▼▼▼

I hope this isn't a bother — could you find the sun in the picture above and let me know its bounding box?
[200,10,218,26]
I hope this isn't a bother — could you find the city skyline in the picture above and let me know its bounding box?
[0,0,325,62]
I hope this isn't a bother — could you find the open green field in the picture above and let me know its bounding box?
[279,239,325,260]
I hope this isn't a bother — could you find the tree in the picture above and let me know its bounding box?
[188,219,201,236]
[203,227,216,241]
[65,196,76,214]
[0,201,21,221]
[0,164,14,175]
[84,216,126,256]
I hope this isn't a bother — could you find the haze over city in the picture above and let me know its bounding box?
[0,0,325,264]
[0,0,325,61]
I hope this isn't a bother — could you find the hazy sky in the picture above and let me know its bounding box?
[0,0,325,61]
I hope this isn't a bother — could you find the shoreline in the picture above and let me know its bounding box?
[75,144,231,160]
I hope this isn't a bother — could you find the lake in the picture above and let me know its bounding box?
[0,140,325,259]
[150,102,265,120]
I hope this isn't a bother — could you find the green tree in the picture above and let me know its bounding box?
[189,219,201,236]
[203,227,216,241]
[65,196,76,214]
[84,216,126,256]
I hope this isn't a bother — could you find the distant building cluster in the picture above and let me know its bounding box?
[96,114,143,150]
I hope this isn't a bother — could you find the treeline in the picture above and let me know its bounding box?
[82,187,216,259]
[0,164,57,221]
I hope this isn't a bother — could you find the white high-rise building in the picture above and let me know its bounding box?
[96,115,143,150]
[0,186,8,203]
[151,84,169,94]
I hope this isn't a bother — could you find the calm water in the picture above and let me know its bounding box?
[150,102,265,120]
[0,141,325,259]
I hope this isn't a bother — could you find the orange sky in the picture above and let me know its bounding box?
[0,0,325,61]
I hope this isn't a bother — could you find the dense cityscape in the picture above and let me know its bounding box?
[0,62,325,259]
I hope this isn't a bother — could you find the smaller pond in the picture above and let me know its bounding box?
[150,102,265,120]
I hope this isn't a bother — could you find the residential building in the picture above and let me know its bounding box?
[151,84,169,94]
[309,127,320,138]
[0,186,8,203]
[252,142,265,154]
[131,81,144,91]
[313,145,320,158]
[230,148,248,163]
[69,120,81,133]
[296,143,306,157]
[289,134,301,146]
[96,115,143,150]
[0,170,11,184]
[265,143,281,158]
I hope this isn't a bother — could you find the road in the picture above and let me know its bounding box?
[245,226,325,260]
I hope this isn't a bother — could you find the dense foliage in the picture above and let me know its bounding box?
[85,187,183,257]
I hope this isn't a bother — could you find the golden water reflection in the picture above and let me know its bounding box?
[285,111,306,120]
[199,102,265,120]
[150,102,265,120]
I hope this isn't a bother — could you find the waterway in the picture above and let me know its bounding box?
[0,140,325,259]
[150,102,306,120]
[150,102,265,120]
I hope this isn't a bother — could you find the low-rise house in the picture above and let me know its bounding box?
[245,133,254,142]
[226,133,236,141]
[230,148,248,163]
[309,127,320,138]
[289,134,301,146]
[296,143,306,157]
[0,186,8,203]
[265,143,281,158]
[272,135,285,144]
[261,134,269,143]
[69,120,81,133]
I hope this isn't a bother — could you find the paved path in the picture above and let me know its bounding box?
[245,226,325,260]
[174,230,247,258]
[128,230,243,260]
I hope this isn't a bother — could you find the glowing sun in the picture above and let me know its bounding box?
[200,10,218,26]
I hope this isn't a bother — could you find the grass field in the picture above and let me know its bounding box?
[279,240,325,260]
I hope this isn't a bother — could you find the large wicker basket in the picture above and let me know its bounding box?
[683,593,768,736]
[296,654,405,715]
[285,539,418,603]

▲▲▲

Work required:
Extract from the records the part that opens with the line containing "find the distant" and closes with the line containing "[0,164,57,221]", and reproduce those lines verbatim.

Full answer:
I hope this isn't a bother — could you find the distant building cluster in the picture above and let me know its bounding box?
[96,114,143,150]
I hope this isn't a bother — could you find the treeline in the picture above and let me know its bounding box?
[82,187,216,259]
[0,164,57,221]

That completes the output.